• PROVIDED INFORMATION:
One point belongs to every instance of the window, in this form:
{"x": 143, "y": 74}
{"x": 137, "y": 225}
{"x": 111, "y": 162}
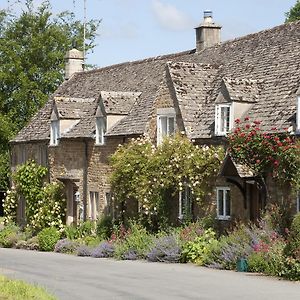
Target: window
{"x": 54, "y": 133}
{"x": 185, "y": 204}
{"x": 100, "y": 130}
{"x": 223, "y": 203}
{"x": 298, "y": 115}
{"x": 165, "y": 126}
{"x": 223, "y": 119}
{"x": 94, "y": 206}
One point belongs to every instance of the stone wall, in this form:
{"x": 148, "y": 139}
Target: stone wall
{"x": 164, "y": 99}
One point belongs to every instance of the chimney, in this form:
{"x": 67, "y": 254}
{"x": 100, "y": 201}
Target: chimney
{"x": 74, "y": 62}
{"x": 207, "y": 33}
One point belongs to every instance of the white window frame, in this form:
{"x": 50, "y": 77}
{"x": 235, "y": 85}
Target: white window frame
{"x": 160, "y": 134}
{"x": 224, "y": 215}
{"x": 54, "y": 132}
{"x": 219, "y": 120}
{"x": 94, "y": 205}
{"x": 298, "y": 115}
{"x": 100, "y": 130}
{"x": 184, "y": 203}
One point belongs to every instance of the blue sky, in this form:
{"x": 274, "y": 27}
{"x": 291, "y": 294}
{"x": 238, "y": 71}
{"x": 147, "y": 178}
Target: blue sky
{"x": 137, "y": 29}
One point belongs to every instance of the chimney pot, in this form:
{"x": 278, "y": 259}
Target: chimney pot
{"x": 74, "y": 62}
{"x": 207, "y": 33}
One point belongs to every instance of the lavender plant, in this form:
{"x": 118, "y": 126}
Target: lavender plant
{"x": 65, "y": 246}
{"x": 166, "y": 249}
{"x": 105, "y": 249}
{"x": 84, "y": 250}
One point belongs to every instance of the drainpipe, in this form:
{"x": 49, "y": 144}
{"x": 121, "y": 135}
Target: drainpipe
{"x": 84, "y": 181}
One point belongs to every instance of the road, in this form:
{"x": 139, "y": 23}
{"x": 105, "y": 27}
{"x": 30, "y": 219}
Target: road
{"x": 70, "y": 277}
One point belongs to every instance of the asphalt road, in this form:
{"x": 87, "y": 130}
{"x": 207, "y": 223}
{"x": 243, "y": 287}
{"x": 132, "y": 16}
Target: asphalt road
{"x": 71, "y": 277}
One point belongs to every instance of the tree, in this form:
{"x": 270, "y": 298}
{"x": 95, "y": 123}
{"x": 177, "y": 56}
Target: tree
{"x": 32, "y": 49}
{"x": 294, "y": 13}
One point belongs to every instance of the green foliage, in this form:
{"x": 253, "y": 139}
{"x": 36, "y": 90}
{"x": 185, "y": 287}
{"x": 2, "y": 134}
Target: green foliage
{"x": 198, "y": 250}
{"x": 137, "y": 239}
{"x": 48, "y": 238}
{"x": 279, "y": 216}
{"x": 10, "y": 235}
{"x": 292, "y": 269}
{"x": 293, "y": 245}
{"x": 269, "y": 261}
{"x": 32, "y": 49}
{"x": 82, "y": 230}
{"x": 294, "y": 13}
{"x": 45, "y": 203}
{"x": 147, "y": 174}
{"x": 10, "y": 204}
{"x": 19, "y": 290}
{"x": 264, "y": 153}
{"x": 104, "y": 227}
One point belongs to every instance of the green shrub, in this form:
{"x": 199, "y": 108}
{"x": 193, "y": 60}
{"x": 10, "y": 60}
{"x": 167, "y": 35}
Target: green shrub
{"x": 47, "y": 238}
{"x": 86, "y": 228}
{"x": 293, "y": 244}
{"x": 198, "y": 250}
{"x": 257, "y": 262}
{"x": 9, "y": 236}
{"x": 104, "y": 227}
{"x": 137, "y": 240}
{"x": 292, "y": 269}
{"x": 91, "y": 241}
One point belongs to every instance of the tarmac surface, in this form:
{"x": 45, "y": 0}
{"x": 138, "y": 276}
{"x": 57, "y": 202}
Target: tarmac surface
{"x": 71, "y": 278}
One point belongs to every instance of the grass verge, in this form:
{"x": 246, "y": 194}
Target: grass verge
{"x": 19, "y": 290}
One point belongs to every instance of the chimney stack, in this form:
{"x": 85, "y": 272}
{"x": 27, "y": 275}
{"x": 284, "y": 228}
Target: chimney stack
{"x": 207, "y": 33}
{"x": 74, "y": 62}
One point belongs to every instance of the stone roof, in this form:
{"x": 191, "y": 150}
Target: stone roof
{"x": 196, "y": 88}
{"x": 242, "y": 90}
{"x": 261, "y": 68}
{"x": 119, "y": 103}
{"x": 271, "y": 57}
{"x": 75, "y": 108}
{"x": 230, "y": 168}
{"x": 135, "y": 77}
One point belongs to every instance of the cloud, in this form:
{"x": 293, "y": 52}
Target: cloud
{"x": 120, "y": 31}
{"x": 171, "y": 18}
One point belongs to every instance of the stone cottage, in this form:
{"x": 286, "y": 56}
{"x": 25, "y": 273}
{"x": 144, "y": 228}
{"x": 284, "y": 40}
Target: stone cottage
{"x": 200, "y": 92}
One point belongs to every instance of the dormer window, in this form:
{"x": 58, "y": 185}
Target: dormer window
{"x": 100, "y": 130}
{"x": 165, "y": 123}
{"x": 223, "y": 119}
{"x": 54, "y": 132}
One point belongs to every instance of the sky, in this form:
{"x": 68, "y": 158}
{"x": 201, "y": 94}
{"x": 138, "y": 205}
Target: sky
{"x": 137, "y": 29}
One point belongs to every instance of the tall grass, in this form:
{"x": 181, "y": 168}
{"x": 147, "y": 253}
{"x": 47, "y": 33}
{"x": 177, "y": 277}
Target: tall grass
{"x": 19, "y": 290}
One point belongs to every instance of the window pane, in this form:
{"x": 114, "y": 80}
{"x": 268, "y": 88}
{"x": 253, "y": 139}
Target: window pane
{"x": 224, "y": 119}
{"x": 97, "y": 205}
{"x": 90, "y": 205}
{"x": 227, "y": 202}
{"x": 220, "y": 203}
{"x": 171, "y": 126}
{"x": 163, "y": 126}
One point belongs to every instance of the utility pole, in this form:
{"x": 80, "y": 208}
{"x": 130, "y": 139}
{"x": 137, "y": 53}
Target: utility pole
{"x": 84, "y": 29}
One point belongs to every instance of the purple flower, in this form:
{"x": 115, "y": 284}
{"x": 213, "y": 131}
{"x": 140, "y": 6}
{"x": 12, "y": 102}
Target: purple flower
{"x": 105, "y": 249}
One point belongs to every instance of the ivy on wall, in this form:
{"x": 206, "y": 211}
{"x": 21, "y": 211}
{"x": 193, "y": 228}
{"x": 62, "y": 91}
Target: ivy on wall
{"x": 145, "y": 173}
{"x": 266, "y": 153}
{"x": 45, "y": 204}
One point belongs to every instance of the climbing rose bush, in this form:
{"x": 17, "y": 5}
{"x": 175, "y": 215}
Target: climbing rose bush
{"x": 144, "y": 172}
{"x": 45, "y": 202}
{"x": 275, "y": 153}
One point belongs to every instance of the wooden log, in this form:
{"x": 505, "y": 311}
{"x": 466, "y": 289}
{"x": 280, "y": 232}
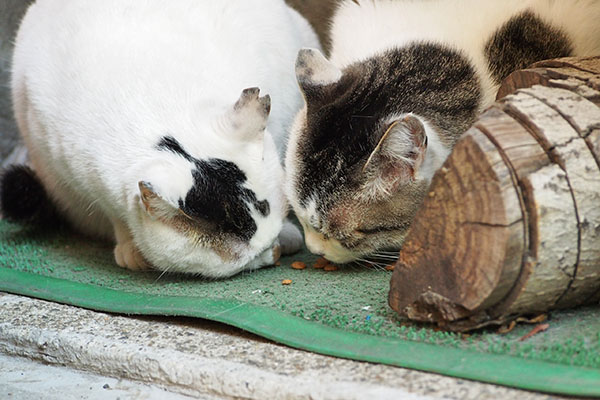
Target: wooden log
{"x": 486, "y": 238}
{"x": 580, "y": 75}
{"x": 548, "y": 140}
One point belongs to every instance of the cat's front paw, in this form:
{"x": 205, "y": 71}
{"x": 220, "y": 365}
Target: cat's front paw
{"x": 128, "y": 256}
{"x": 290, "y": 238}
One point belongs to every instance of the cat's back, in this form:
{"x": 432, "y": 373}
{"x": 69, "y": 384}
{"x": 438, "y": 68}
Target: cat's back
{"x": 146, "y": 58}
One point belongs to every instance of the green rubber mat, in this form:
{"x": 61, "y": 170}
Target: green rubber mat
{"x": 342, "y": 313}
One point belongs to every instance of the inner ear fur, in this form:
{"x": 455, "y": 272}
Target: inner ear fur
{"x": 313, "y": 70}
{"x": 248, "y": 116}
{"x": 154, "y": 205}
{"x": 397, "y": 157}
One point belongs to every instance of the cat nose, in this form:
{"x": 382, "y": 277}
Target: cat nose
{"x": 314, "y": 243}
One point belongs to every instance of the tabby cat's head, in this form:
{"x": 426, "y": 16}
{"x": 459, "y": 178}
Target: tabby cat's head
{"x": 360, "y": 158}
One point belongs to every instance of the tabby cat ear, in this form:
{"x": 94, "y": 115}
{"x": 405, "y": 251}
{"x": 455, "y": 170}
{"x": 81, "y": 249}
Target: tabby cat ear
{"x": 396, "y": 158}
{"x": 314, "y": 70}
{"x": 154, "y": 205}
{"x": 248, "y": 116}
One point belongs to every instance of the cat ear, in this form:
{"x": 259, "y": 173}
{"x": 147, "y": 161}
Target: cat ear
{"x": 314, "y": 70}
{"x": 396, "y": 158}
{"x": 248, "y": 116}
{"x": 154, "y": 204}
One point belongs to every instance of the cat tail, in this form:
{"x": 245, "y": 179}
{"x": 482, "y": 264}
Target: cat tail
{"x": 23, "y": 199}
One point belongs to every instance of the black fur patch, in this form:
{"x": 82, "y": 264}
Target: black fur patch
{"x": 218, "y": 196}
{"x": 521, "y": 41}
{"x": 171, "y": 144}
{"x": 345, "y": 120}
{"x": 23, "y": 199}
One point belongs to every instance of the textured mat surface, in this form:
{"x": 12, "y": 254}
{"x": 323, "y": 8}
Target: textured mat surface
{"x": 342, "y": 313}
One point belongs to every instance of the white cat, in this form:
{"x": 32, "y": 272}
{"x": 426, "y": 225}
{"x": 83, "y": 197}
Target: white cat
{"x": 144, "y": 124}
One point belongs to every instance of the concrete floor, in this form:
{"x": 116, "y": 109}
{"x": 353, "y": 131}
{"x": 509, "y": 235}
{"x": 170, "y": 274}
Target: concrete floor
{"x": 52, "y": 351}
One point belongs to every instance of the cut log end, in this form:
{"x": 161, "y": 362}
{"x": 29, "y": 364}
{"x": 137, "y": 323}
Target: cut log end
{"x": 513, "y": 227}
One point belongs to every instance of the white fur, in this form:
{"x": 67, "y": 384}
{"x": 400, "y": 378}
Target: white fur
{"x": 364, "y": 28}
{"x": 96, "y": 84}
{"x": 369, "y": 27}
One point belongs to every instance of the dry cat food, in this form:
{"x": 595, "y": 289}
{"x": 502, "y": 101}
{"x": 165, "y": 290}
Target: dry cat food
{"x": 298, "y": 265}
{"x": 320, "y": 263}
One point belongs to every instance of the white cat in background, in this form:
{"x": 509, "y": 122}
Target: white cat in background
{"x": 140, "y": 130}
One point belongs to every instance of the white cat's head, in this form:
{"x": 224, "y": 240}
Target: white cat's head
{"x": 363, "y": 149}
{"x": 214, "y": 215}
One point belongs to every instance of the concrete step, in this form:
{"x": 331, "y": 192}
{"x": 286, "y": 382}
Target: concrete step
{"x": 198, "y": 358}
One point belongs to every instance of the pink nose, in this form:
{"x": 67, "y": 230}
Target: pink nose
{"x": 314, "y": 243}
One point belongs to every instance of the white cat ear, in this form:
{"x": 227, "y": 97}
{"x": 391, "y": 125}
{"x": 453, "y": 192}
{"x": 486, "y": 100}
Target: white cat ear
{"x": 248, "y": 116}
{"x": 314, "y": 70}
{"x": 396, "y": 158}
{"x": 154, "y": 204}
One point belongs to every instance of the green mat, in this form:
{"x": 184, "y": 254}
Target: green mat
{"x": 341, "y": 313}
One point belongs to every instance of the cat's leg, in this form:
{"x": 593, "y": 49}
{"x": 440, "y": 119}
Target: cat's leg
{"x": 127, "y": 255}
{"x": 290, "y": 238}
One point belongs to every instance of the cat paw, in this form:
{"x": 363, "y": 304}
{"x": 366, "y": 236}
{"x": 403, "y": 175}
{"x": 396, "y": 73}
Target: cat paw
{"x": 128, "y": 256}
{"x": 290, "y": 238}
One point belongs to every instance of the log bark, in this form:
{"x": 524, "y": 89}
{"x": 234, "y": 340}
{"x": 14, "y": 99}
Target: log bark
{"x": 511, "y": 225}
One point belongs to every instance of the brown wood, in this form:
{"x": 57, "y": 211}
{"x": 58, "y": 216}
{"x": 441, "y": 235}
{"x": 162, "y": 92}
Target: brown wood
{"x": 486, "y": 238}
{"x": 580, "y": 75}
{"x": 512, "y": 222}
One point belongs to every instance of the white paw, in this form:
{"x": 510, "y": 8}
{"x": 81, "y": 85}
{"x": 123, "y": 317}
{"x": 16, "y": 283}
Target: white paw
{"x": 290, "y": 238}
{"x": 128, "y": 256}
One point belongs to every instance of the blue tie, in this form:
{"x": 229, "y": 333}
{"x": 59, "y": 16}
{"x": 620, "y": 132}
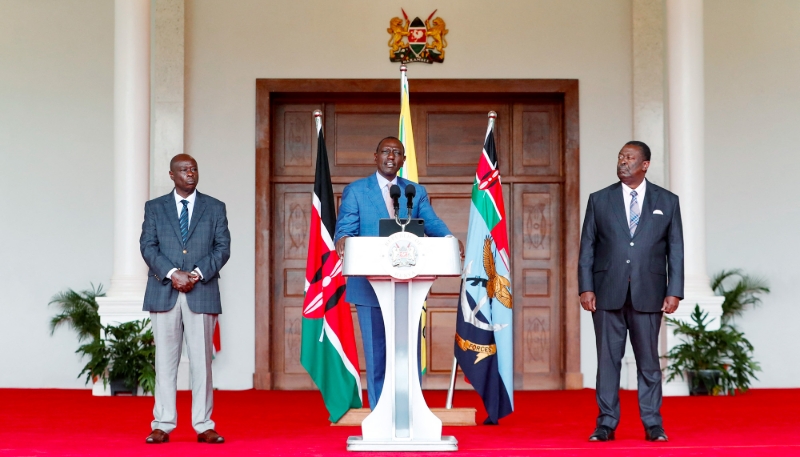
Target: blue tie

• OBJECTIVE:
Retype the entries above word for word, starting at the line containing "One point belongs to every instance of the green mat, in" and ending with the last line of the entries. Leave the pictures out of your copy.

• WORKED SOLUTION:
One point belongs to every instance of the green mat, in this form:
{"x": 184, "y": 254}
Target: green mat
{"x": 341, "y": 313}
One point belongs to every instance of the cat's leg, in this form:
{"x": 593, "y": 49}
{"x": 440, "y": 119}
Target: cat's leg
{"x": 127, "y": 255}
{"x": 290, "y": 238}
One point belongs to every instance of the cat paw, in this form:
{"x": 363, "y": 304}
{"x": 366, "y": 236}
{"x": 403, "y": 175}
{"x": 396, "y": 73}
Target: cat paw
{"x": 128, "y": 256}
{"x": 290, "y": 238}
One point belongs to every instance of the log bark, in this form:
{"x": 524, "y": 89}
{"x": 234, "y": 340}
{"x": 14, "y": 99}
Target: log bark
{"x": 511, "y": 225}
One point belongs to every instance of the brown wood, in this form:
{"x": 57, "y": 211}
{"x": 58, "y": 216}
{"x": 441, "y": 235}
{"x": 162, "y": 92}
Target: brown wood
{"x": 486, "y": 238}
{"x": 580, "y": 75}
{"x": 512, "y": 222}
One point belongs to every instance of the white paw, in this form:
{"x": 510, "y": 8}
{"x": 81, "y": 85}
{"x": 123, "y": 317}
{"x": 16, "y": 283}
Target: white paw
{"x": 290, "y": 238}
{"x": 128, "y": 256}
One point belongs to every instance of the blue tie, in this form:
{"x": 229, "y": 333}
{"x": 59, "y": 16}
{"x": 620, "y": 132}
Target: blue tie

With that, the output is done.